- **GOAL**
Tally the lines in the listing below that contain the string "shorts", with case counting, and give only that number.
+++ DATA
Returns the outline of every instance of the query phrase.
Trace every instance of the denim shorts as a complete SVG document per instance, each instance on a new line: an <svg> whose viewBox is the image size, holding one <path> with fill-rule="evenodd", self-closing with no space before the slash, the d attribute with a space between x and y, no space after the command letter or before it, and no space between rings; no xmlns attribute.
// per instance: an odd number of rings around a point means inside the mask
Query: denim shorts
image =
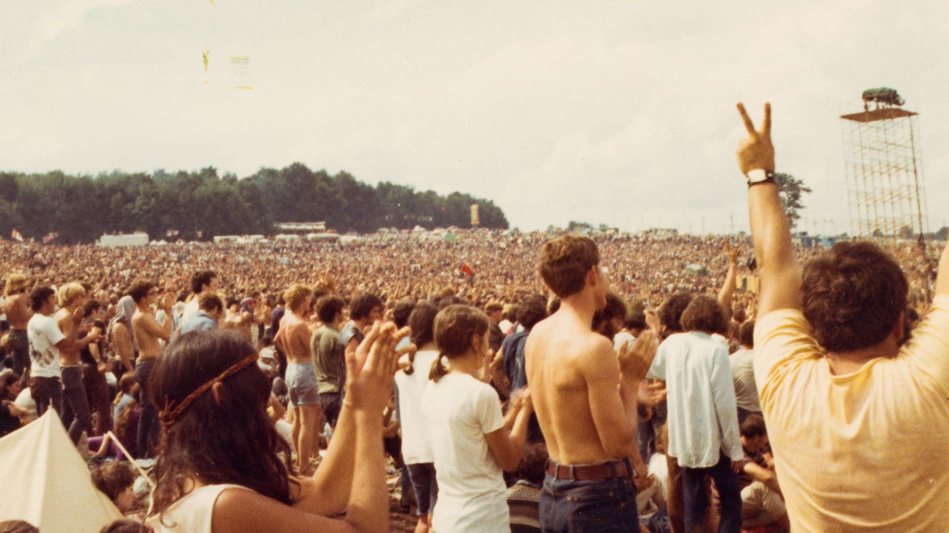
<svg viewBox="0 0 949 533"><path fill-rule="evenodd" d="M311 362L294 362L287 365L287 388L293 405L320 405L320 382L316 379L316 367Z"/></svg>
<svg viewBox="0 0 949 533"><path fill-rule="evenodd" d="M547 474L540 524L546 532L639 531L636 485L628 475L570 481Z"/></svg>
++++++
+++ DATA
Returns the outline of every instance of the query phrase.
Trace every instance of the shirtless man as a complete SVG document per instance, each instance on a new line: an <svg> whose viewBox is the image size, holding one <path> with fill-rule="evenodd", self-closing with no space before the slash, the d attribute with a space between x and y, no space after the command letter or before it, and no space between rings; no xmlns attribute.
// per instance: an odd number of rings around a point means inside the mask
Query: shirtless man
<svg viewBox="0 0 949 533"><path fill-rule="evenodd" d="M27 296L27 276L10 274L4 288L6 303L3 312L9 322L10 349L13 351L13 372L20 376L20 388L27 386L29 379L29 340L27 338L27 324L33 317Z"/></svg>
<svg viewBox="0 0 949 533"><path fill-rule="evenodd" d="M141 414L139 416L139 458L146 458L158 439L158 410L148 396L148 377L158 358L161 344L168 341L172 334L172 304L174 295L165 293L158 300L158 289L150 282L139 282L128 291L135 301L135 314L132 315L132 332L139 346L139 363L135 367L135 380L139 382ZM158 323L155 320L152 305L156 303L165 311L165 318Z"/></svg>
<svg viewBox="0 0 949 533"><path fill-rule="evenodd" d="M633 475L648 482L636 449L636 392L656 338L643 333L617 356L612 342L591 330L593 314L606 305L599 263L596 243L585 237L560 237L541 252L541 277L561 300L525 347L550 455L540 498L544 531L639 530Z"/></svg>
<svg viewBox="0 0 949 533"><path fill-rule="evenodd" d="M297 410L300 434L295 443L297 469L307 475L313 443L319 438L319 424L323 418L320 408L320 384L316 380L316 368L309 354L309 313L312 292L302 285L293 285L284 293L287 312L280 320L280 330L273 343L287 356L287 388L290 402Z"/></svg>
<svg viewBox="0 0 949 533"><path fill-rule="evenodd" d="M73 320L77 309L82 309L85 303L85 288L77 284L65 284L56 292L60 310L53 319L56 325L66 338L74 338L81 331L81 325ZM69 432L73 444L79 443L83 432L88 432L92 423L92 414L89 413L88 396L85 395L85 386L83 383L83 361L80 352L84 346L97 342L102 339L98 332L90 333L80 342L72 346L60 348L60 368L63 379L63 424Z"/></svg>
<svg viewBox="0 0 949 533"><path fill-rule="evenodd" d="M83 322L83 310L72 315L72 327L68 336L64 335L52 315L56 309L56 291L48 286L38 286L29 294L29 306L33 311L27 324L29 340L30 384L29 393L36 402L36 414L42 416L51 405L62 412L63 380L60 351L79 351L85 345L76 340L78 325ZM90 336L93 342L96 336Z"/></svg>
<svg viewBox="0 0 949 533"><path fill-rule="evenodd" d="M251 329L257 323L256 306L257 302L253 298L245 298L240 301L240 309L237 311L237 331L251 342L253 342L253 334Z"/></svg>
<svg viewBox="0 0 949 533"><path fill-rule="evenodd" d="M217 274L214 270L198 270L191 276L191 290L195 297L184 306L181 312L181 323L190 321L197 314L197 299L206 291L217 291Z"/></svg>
++++++
- **EXPECTED ANSWER**
2